> _Outline records_:
|---|
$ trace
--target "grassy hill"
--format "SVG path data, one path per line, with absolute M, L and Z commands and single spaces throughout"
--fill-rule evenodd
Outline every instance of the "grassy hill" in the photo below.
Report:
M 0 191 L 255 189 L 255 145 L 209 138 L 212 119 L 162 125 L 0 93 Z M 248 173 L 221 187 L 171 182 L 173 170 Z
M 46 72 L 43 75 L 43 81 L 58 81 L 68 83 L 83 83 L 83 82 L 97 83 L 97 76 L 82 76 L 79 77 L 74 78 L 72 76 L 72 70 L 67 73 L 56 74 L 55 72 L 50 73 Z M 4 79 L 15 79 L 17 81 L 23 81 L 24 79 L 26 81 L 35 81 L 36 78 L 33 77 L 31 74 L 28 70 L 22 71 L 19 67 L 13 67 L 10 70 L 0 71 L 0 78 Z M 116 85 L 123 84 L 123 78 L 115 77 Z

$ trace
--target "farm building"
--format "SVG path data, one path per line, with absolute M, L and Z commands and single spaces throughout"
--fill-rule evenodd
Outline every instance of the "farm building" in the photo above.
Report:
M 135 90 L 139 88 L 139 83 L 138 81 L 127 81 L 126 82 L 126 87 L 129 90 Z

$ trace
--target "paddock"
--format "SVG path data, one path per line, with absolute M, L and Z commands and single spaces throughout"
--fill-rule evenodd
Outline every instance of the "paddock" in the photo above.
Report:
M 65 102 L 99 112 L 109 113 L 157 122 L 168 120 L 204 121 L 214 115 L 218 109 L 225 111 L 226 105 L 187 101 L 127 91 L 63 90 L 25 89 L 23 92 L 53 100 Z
|---|
Please rename "Report" to "Result" in all the entries above, leaving everything else unchanged.

> _Finished task_:
$ trace
--target "grassy hill"
--format "SVG path data, one path per line, with absolute M, L and Z commands and single spaces throughout"
--fill-rule evenodd
Outline every instance of the "grassy hill" in the photo below.
Result:
M 0 191 L 255 189 L 255 145 L 209 138 L 212 119 L 162 125 L 0 93 Z M 248 173 L 221 187 L 171 182 L 173 170 Z
M 46 72 L 43 75 L 43 81 L 58 81 L 68 83 L 83 83 L 83 82 L 97 83 L 97 76 L 82 76 L 79 77 L 74 78 L 72 76 L 72 70 L 67 73 L 56 74 L 55 72 L 50 73 Z M 4 79 L 15 79 L 17 81 L 23 81 L 24 79 L 26 81 L 35 81 L 36 78 L 33 77 L 31 74 L 28 70 L 22 71 L 19 67 L 13 67 L 10 70 L 0 71 L 0 78 Z M 116 85 L 123 84 L 123 78 L 115 77 Z

$ trace
--target "farm building"
--format "SVG path data, one path per line, with absolute M, L and Z commands and single spaces throughout"
--fill-rule evenodd
Outline every instance of the "farm building" in the photo above.
Result:
M 135 90 L 139 88 L 139 83 L 138 81 L 127 81 L 126 82 L 126 87 L 129 90 Z

$ trace
--target "paddock"
--format "SVG path data, one path per line, with absolute M, L and Z commands and single spaces throughout"
--fill-rule evenodd
Outline every instance of the "paddock" in the photo above.
Result:
M 65 102 L 99 112 L 109 113 L 157 122 L 168 120 L 204 121 L 214 115 L 218 109 L 225 111 L 226 105 L 187 101 L 127 91 L 63 90 L 25 89 L 23 92 L 53 100 Z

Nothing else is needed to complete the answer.